On Mortality, Banality, and Boobs, Part 3

My last post on the subject – promise!

I’ve heard it said that when one is suddenly face to face with one’s own mortality, the heart’s true desires come into focus with startling clarity. Hopes and aspirations, which may have been forced into dormancy or lost in the daily grind of existence, suddenly push themselves to the foreground with urgent insistence. Having recently experienced the looming specter of my own death, I can report that in my own case this was absolutely true.

Often people in extremis are consumed with the impulse to create a legacy in words, music, or art. Some remarkable souls choose to use their time on Earth to do good for others. During those few weeks when I was traveling through the valley of the shadow of death, I sat on a committee to award a prize for a student who demonstrated a commitment to community service. We ended up choosing a student who, while in no danger of dying, was bedridden with a serious injury for over a month, and spent that time spearheading an ambitious fundraising campaign for men’s health. I know of at least one other person who, faced with a terminal diagnosis, spent the last years of his life raising enormous sums of money for research into a cure for the disease to which he succumbed. Others create bucket lists of extraordinary experiences to have or places to visit before dying.

During the few days when I was waiting to hear the results of my needle biopsy, I tried to formulate a mental list of my own:

  • I would quit work immediately to spend whatever time I had left with my family and friends. There was no place in particular I wanted to go, and no exciting adventure I wanted to have with them. I simply wanted to be with them.
  • I wanted to play with cute baby animals. “You’re probably going to have to get me another puppy,” I announced to my husband, “and then take care of it after I’m gone.” God bless that long-suffering man – he remained stoically silent.

“Good Lord, woman. Get a grip!” I thought to myself. “Get a goal that’s not so pathetic!”

I tried, I really did try to rouse myself to come up with a list that was less trivial.

- Task description:
According to the post on mortality, what cause was the bedridden student's fundraising campaign for?

- Entries provided:

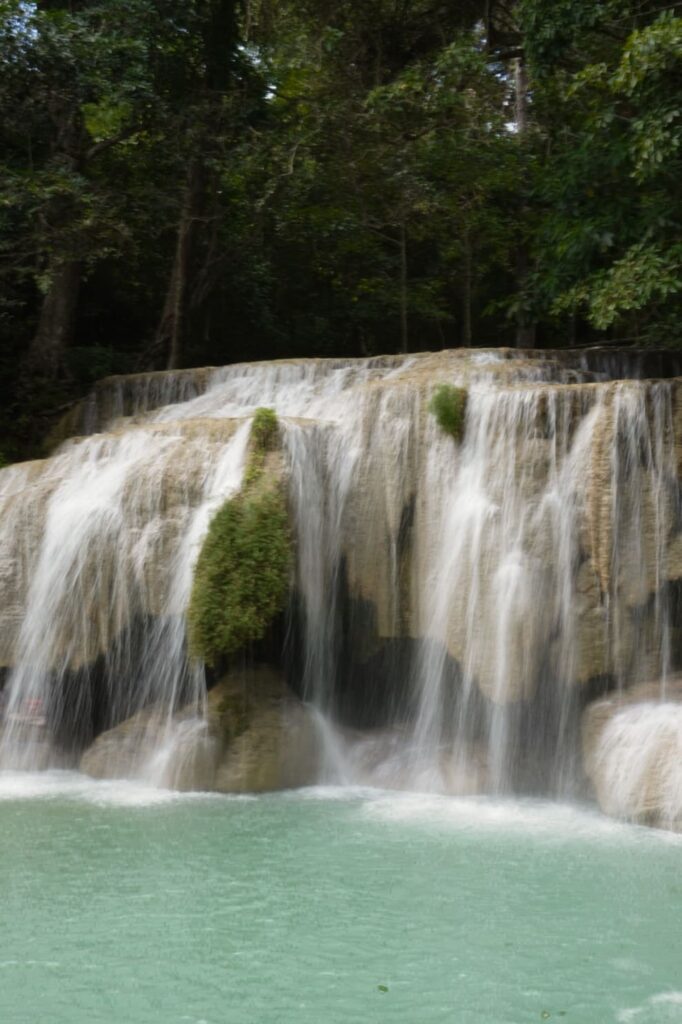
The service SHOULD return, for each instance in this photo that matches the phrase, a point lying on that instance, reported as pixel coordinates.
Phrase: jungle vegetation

--

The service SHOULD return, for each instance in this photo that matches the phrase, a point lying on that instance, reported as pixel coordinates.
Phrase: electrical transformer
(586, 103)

...

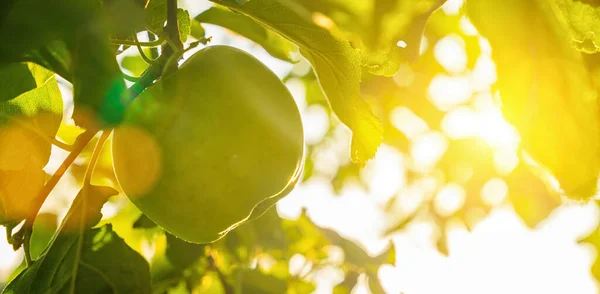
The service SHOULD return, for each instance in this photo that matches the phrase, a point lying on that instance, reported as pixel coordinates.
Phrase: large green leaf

- Response below:
Men's health.